◆ Texto fornecido ◆
§

Não será portanto suficiente ajudar esses grupos.
Podemos ajudá-los, mas isso não vai resolver o problema. Os EUA estão a aperceber-se dos limites do seu poder, nesta região, o que é bom. E é preciso fazer alguma coisa. Por isso digo que talvez tenhamos de promover um cessar-fogo em que Assad mantém o território que tem, e os rebeldes mantêm o que têm. Mas que as mortes parem. Porque o que está a acontecer é uma catástrofe, e não vejo como o ISIS [Estado Islâmico] pode ser derrotado, a menos que haja um cessar-fogo com o regime de Assad.

É imaginável uma intervenção em grande escala, semelhante à de 2003 no Iraque?

§

◆ Material fornecido ◆
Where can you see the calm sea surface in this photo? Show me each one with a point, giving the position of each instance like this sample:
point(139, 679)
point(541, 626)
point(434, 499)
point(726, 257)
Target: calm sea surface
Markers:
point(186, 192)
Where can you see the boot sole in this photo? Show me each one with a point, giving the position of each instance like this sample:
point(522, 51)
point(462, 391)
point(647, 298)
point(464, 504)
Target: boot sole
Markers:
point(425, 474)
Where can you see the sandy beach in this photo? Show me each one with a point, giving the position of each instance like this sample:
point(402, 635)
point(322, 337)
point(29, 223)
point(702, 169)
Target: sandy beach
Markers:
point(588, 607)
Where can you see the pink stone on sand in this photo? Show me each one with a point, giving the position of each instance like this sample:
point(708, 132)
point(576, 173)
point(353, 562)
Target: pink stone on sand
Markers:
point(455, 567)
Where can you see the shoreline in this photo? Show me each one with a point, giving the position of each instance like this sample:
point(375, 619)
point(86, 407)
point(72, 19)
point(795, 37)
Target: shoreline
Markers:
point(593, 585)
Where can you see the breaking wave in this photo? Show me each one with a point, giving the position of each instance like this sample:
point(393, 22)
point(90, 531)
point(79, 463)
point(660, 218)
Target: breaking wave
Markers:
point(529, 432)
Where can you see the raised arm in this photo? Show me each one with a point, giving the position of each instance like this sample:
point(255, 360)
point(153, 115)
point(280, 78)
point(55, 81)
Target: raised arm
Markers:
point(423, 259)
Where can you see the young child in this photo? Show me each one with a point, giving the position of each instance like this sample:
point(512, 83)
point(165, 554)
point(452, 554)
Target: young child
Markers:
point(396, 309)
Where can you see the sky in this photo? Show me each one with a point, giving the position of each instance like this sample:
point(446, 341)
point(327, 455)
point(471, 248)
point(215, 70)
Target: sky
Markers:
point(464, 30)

§

◆ Requisitos da tarefa ◆
**1)** Reescreve por inteiro as entradas, começando na linha que contém "Where can you see the sky" e terminando no fim das entradas, e ajusta a escala das coordenadas das respostas multiplicando-as por 1,9 e arredondando ao inteiro mais próximo (metades para cima), sem alterar as restantes coordenadas nem o resto dessas linhas.
**2)** Completa a parte seguinte do texto sobre o conflito na Síria, continuando a partir da sua última frase.

◆ Respostas ◆
**1)**
Where can you see the sky in this photo? Show me each one with a point, giving the position of each instance like this sample:
point(446, 341)
point(327, 455)
point(471, 248)
point(215, 70)
Target: sky
Markers:
point(882, 57)

**2)**
É muito difícil imaginar isso. Só se houver um ataque a território turco, a que a NATO teria de responder. Ou uma catástrofe humanitária, com perigo real de genocídio. Se não, assistiremos a uma longa guerra de atrito, em que as fronteiras do Iraque e da Síria se irão aos poucos dissolvendo. O Iraque e a Síria ainda existem de jure, mas de facto estão a desaparecer.

É mais clara a emergência da nação curda, como estado?
Penso que sim. Já há, de facto, um estado curdo independente. Para sê-lo de jure, será necessária uma conferência internacional, daqui a 15 ou 20 anos, em que os membros do Conselho de Segurança, incluindo a Rússia e a China, se sentarão para redesenhar os mapas de toda a região.

A emergência dos nacionalismos, ainda que na sua forma benigna, como na Escócia ou Catalunha, vai obrigar a redesenhar fronteiras nas próximas décadas?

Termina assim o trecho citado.